▼
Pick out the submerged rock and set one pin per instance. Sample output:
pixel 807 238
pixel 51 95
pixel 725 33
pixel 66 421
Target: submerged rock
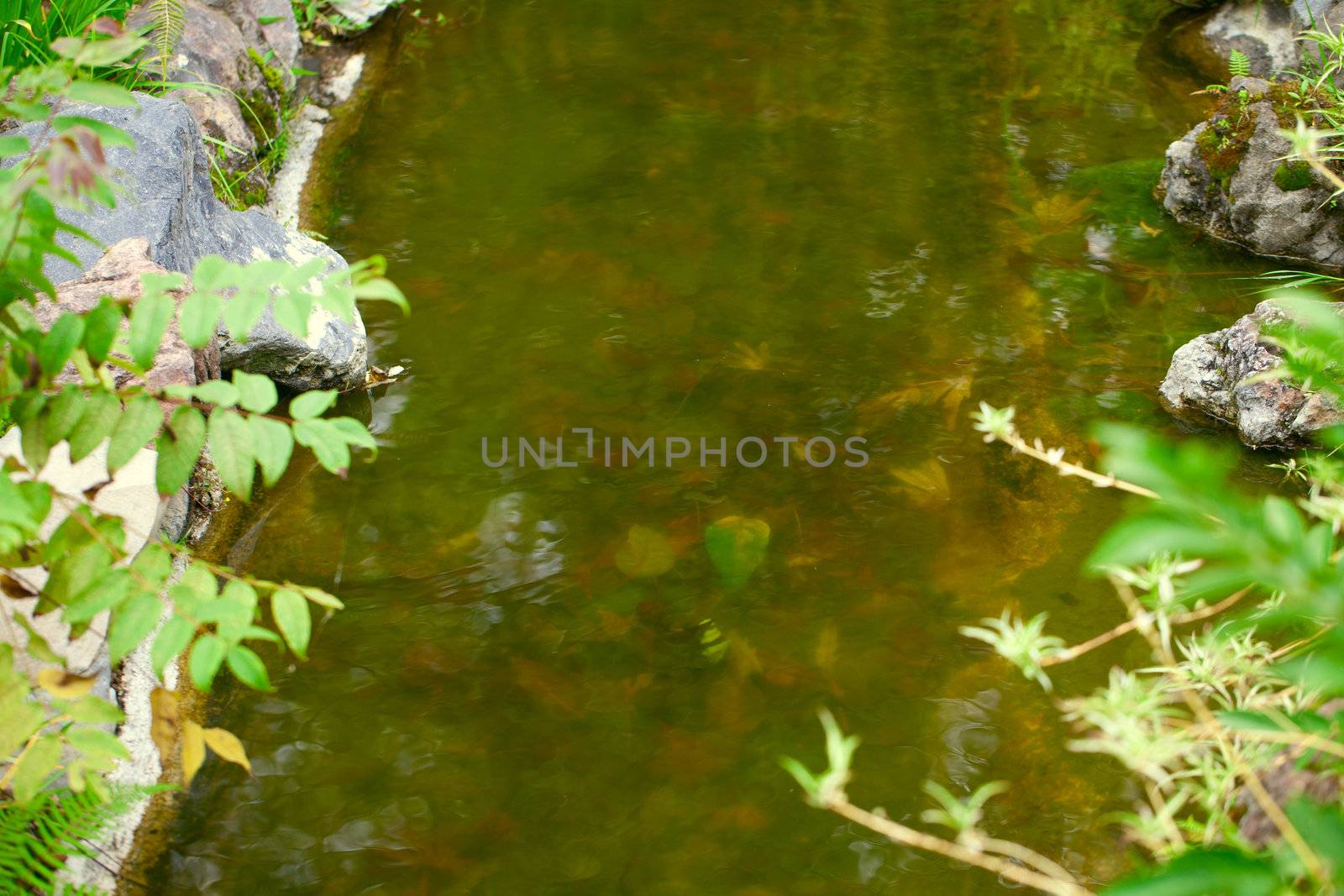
pixel 1229 177
pixel 1210 376
pixel 165 197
▲
WORK TO DO >> Please render all of the records above as a numbered list, skipping blank lines and leaving the pictures out.

TASK OUTPUT >>
1. Pick out the submerged rock and set one pin per instance. Sample output:
2. pixel 807 238
3. pixel 51 95
4. pixel 725 33
5. pixel 66 421
6. Target: submerged rock
7. pixel 1229 177
8. pixel 1210 376
9. pixel 165 197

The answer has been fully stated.